Stored data entries:
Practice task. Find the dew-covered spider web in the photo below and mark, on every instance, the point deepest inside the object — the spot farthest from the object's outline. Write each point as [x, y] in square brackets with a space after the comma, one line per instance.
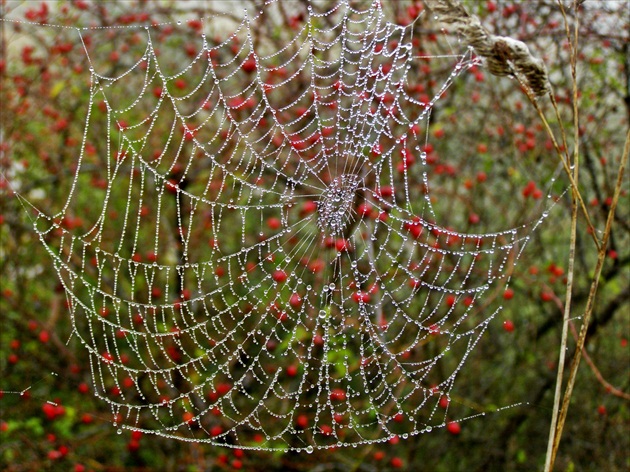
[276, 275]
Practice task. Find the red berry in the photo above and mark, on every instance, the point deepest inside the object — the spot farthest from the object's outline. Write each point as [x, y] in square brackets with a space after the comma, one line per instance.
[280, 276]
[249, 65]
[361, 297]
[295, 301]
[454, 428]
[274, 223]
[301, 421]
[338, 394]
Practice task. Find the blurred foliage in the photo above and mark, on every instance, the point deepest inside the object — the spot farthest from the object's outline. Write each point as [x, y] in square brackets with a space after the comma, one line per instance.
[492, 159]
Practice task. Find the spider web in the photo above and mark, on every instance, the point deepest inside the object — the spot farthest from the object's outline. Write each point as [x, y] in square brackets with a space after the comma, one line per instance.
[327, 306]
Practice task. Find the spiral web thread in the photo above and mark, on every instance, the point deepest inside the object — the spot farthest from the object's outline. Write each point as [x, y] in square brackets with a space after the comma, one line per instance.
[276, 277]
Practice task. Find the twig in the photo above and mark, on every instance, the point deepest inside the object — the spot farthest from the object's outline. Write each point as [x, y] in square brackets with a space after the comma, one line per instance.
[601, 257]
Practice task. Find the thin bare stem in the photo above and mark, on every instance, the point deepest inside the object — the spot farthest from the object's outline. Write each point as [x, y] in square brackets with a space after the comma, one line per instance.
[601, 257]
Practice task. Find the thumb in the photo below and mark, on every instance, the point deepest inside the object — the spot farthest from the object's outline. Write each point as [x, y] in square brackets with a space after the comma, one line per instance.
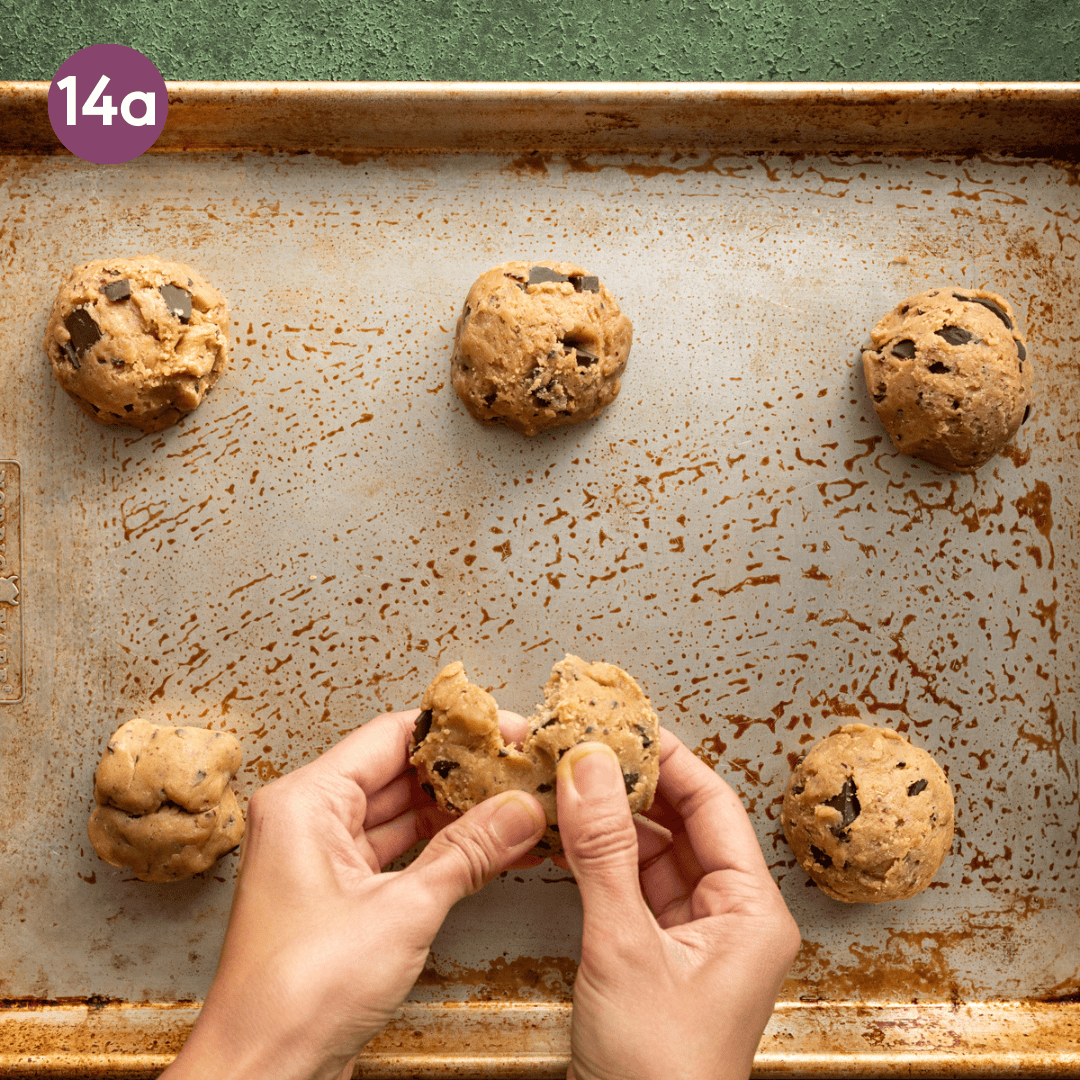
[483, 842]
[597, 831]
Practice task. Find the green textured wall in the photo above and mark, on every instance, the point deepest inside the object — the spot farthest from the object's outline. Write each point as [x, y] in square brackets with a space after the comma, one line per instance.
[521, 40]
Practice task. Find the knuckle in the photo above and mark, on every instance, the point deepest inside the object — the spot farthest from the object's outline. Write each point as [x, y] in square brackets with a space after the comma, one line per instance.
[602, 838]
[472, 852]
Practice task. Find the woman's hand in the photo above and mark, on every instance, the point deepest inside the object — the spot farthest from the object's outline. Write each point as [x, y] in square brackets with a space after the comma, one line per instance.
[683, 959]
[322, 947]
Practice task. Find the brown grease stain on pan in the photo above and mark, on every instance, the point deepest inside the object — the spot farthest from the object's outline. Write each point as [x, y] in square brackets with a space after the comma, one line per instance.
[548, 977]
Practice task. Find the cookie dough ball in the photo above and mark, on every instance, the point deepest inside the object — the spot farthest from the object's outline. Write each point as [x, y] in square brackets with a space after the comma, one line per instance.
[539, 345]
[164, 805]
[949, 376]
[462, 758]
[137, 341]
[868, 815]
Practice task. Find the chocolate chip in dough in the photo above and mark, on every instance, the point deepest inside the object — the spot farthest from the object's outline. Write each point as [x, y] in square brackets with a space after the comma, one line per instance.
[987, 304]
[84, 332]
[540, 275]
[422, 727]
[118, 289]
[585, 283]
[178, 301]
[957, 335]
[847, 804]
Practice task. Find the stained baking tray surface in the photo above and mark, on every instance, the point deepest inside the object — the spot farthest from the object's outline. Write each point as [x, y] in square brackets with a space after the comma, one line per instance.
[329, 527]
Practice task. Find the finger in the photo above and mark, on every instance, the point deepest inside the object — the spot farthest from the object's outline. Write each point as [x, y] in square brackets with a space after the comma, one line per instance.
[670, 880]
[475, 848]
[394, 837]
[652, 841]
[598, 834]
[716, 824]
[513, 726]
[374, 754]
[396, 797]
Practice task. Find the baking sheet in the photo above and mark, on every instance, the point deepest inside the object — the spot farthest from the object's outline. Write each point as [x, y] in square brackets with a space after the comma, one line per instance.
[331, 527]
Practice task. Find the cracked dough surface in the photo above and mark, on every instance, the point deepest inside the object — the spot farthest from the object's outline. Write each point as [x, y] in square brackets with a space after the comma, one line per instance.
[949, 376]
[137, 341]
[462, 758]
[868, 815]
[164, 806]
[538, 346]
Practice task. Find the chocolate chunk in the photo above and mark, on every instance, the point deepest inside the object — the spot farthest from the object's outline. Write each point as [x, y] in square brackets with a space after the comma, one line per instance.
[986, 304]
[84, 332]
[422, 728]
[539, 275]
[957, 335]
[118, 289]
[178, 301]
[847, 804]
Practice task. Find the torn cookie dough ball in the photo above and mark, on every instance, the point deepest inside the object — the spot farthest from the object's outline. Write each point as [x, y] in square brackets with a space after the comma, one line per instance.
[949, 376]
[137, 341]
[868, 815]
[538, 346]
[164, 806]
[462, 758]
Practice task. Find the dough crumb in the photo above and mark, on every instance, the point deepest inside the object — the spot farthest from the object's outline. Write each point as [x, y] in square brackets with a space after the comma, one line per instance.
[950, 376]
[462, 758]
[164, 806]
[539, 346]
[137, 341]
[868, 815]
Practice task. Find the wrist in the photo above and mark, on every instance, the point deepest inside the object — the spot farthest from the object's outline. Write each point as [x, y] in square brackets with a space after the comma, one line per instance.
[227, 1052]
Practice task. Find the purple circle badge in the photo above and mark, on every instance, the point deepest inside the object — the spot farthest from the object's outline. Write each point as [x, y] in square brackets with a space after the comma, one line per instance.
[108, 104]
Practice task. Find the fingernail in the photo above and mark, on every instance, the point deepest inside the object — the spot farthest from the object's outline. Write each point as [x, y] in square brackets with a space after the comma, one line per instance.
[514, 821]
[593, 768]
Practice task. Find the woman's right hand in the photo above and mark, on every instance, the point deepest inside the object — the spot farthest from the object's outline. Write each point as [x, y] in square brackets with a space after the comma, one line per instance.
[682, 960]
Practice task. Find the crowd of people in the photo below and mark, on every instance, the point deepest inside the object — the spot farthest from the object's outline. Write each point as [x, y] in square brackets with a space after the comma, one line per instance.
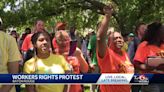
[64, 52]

Assignment: Print all of the entries word for word. Skip any images they contain.

Output of the task:
Practice task. Find the dew-covered spider web in the photo below and mark, on every instance, the point deepest inside the object — the spot farthest from the object's outline. Write each point as [x, y] in square brackets with a space after the comma, one line per instance.
[276, 275]
Practice task. Find the red berry in the photo above and mark, on every instance, the point deepest inside the object — the spot farthest from the object's outline. Write each point as [x, y] in square brackets with a space after the comma, one line per instance.
[280, 276]
[249, 65]
[361, 297]
[295, 301]
[454, 428]
[274, 223]
[301, 421]
[338, 394]
Practice task. Find the blurred foliage in the photo above and mark, on every instance, the point deepest inside the object — the spot farthest from the object's outline. Write each point as [x, y] in square brackets with a space after the comma, one line per instance.
[492, 159]
Practice task. Find the spider web in the photo above and mark, on every instance, the point deepest inside the object — the spot farthest from the object's outline. Write each point as [x, y] in square brackets with a space after the comma, one line per instance.
[327, 306]
Practice task. Find the spiral web thread in the photo above and mark, on every instance, the point deepest inside the object — the spot farthest from the object's outline. Write each point as [x, y] in square brackets with a space after the comma, one line per instance.
[276, 277]
Practice task. Find the twig in the photo above and mark, on every instance, the point deepest inside the object — the spot farthest from the object's outline. Write each point as [x, y] in square brackets with a space after the comma, one line per instance.
[601, 257]
Practice task. Find the thin bare stem in the photo above and mark, on every instance, the point deepest inside the object — the spot farthest from the object's outline. Write each point as [x, y] in square brackets with a space after the comma, one line per instance.
[601, 257]
Practice task. Find the thumb in the photo below and mark, on every instance, the point deepest inside the object — the spot farthest from the object's outline. Write each point as [x, y] in square brackets with a space after the comma, one line per instance.
[483, 842]
[597, 831]
Practice task. Find the green textured wall in the photo above and mark, on every instance, the point deepest inside the object — the spot farthest from the object's outline. Write each point as [x, y] in square brackets with a space after the comma, one line per instance.
[521, 40]
Practice task. Find the knuckle in the photo above and mark, on every instance, the point deepest inside the object — the spot farthest from the object's outline. Write each point as [x, y] in square brackets with a space after the comma, one line per instance.
[602, 838]
[472, 852]
Practice task. Find the woman's hand in the photo above and mark, on every instance, the point deepest inside the object — the spot farthest from the object's outline. Write each point as [x, y] in square brackets with a space after the comma, one line per instance.
[683, 959]
[322, 947]
Practice task. Find the brown grease stain on pan in the photo above and mark, on every instance, the point deepest inside the object — the spot farthest from the object's outline. Write each point as [x, y] in square brackets with a space after the comma, one line per instance.
[548, 977]
Practice task. Find the cookie dough ball in the photo above and mark, on every instance, the point deepest inside the object — the spot farthest from the object's outline. Write each point as [x, y] in square brackets with a space after the comma, one line per instance.
[539, 345]
[164, 805]
[949, 376]
[462, 758]
[137, 341]
[868, 815]
Practice task. Find the chocolate chip in dough in the photo above and mark, on every instance, the point deepest inside the object — the spot farthest from the object's outline. Write each point as [x, y] in square brackets with a space after the comma, one line per instance.
[987, 304]
[84, 332]
[540, 275]
[422, 727]
[118, 289]
[585, 283]
[178, 301]
[957, 335]
[847, 804]
Practice task. Find the stained baking tray surface in the photo above and mark, on every instance, the point deepest inside the object — the spot farthest from the object's outline. Write each point as [x, y] in square brackets with a space after the comma, one line per instance.
[329, 527]
Practice task. Find the finger in the photo above and mark, on every instance, the point deepest inside the object — the spot farthest from the object's outline. Write each point as [x, y] in square brackets with a space after the comma, one line per instance.
[670, 880]
[475, 848]
[394, 837]
[652, 841]
[598, 834]
[716, 824]
[513, 726]
[374, 754]
[396, 797]
Practice task. Find the baking sheet in the photo above and mark, on every instance, the point deepest inside the object — the spot farthest from the object's outline. Write each point as [x, y] in square brackets with a space after the comma, one line per instance.
[331, 527]
Practice task. Find the cracked dough surface in the photo above and mark, on every instance, the point deepest inside the object — the spot farthest from the object's outline. Write each point as [x, y] in square brackets with a space after the comma, one line per instance.
[949, 376]
[137, 341]
[462, 758]
[868, 815]
[164, 806]
[538, 346]
Practice task. Find the chocolate chunk in the photo above and mark, on every instance, the point deepest inside the object — the spot farthest from the object's outline. Write each point as [x, y] in square brackets with a space after the comma, one line per instance.
[986, 304]
[84, 332]
[422, 728]
[539, 275]
[957, 335]
[118, 289]
[178, 301]
[847, 804]
Practice task. Find the torn cookie dough ball in the photo above and mark, on every instance, the point deepest inside the object — the spot farthest from the object's outline. Write each point as [x, y] in square brackets with a space after the comma, one line per instance.
[949, 376]
[137, 341]
[868, 815]
[538, 346]
[164, 806]
[462, 758]
Practice task. Find the dough crumb in the photo above and mark, on every instance, the point deepest inside the object — the spot farthest from the object's outline. Write each point as [x, y] in square brackets with a space after the comma, one line per instance.
[950, 376]
[462, 758]
[164, 806]
[539, 346]
[137, 341]
[868, 815]
Practice task. Find the wrist in the photo above and mark, on every instance, the point deepest inside the object — the spot farthest from the object's outline. Write each point as [x, y] in square brackets with a space after the comma, one line per instance.
[227, 1052]
Practice task. Find the purple circle badge in the photo above and mark, on every instance, the point deepest inside the object — the spot farthest from the object's outline. Write each point as [x, y] in square brackets with a space after the comma, one line per instance.
[108, 104]
Practice task. Find the fingernail in the photo above and mark, on every instance, the point deepest inside the object — the spot farthest from the object's outline. Write each point as [x, y] in square brackets with a space after the comma, one line per instance.
[514, 821]
[593, 768]
Practice task. Find the woman's right hand in the photo above and mark, on every instance, the point deepest inside the object — the spot farthest from the object's outline. Write each point as [x, y] in square brackets with a space after the comma, one line per instance.
[682, 960]
Practice task. Find the crowd of people in the photo below and mark, on every instance, the point deepest inside the object — the spot farthest from the object's outline. Write each point as [x, y] in square brackets with a space after the comma, one line per instance.
[64, 52]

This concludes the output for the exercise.